Opinião

O reconhecimento do patrimônio cultural imaterial como competência do Iphan

Autores

  • Vicente de Paula Ataide Junior

    é juiz federal em Curitiba professor da Faculdade de Direito da UFPR nos cursos de graduação mestrado e doutorado professor colaborador do Programa de Pós-Graduação em Ciências Jurídicas da UFPB doutor e mestre em Direito pela UFPR pós-doutorado em Direito pela UFBA e coordenador do Zoopolis - Núcleo de Pesquisas em Direito Animal do PPGD-UFPR.

  • Giseli Laguardia Cheim

    é advogada animalista especializanda em Direito Animal pela Uninter/Esmafe-PR pesquisadora em Ética Animal pela Universidade Federal de Uberlândia (UFU) coordenadora do Grupo de Extensão em Ética Animal da UFU e educadora animalista e integrante do Programa de Direito Animal da UFPR.

20 de maio de 2021, 18h12

1) Cogitar-se-ia uma lei deferindo um licenciamento ambiental ou registrando uma marca?

Essas hipóteses causam estranheza porque se sabe que a primeira atividade é de competência privativa dos órgãos administrativos ambientais, como o Ibama [1], e a segunda é atribuída ao INPI [2].

Neste pequeno ensaio, demonstraremos que o reconhecimento dos bens que integram o patrimônio cultural imaterial brasileiro também é uma atividade tipicamente administrativa, de competência privativa do Iphan, que realiza o respectivo registro.

2) Segundo o artigo 2º, 1, da Convenção para a Salvaguarda do Patrimônio Cultural Imaterial, da Unesco, de 2003, promulgada no Brasil pelo Decreto 5.753/2006, entende-se por patrimônio cultural imaterial: "As práticas, representações, expressões, conhecimentos e técnicas — junto com os instrumentos, objetos, artefatos e lugares culturais que lhes são associados — que as comunidades, os grupos e, em alguns casos, os indivíduos reconhecem como parte integrante de seu patrimônio cultural. Este patrimônio cultural imaterial, que se transmite de geração em geração, é constantemente recriado pelas comunidades e grupos em função de seu ambiente, de sua interação com a natureza e de sua história, gerando um sentimento de identidade e continuidade e contribuindo assim para promover o respeito à diversidade cultural e à criatividade humana".

• • • •

**TAREFA**
De acordo com o trecho da página, por meio de qual decreto a Convenção para a Salvaguarda do Patrimônio Cultural Imaterial, da Unesco, de 2003, foi promulgada no Brasil?

**INFORMAÇÕES EXTRAÍDAS**
• • • •

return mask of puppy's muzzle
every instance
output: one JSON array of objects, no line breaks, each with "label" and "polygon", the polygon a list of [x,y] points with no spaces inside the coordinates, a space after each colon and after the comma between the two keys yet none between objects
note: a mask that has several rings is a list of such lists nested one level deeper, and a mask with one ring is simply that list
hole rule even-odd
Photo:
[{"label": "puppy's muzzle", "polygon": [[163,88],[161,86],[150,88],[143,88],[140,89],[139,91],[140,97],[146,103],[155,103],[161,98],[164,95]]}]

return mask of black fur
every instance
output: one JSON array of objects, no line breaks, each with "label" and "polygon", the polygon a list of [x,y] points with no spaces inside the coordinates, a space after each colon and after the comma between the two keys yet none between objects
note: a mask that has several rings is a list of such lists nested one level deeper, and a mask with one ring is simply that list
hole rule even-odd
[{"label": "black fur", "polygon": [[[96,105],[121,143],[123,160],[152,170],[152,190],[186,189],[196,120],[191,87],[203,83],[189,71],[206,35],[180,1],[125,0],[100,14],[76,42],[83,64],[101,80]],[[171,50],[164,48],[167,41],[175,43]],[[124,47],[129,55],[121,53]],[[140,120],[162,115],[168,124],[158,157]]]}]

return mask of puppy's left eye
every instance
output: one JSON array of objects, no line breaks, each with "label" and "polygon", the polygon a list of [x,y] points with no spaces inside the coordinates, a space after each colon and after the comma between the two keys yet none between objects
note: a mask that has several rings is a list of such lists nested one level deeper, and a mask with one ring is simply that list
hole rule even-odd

• • • •

**RESPOSTA COMPLETA**
Pelo Decreto 5.753/2006.